* _Action item_
Bring together all lines of the material below that contain the string "leaf".

* _The data_
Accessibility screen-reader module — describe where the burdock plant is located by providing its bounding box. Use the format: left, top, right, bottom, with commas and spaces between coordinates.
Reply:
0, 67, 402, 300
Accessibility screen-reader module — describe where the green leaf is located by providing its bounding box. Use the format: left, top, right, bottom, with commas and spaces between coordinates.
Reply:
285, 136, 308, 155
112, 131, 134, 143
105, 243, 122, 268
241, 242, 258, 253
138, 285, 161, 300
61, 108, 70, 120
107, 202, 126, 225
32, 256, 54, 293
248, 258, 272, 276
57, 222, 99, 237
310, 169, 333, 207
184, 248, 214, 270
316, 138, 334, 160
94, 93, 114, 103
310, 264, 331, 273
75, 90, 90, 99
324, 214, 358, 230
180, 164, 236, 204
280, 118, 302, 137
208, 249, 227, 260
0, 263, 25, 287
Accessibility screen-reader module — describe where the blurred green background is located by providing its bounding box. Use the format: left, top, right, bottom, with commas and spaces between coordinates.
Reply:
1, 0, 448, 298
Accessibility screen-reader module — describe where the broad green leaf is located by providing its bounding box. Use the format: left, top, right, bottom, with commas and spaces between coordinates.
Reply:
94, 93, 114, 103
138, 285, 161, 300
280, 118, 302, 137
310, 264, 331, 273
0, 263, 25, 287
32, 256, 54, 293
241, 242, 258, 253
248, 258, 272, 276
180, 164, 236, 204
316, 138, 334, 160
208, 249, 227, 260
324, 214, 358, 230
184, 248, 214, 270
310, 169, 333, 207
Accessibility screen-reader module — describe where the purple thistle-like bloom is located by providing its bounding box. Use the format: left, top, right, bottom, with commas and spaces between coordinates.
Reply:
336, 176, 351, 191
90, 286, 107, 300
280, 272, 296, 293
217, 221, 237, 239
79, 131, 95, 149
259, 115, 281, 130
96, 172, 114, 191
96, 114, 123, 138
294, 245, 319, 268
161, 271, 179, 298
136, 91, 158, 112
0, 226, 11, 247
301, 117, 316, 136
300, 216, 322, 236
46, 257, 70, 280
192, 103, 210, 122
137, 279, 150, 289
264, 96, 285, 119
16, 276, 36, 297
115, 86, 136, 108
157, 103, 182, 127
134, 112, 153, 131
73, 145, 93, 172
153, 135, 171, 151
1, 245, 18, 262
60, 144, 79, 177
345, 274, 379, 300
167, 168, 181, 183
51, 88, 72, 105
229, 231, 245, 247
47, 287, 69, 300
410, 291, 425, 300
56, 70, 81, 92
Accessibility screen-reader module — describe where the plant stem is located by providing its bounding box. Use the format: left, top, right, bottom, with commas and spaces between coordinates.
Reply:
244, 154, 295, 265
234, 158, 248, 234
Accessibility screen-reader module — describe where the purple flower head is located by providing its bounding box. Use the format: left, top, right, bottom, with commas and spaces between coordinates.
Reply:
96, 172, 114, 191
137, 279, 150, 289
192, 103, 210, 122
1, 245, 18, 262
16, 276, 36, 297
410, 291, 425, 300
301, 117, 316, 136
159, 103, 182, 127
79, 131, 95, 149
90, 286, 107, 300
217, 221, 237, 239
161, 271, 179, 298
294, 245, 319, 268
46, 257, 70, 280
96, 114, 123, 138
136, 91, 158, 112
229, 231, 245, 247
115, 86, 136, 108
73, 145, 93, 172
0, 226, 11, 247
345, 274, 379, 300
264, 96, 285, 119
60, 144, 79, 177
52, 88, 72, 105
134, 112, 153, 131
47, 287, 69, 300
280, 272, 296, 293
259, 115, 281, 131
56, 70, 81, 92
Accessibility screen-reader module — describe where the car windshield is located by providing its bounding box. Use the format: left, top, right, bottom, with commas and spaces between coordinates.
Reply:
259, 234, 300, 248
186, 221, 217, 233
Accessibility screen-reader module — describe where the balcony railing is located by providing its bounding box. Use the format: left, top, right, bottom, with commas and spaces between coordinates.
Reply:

* _Task solution_
Accessibility screen-reader module — describe where the green leaf is located by providing its bounding box. Use the format: left, top, right, bottom, with commas and spaces between coordinates.
Accessibility screen-reader module — describe where the broad green leaf is located by providing its bounding box. Use the format: left, top, right, bottom, with commas and spaces between coordinates.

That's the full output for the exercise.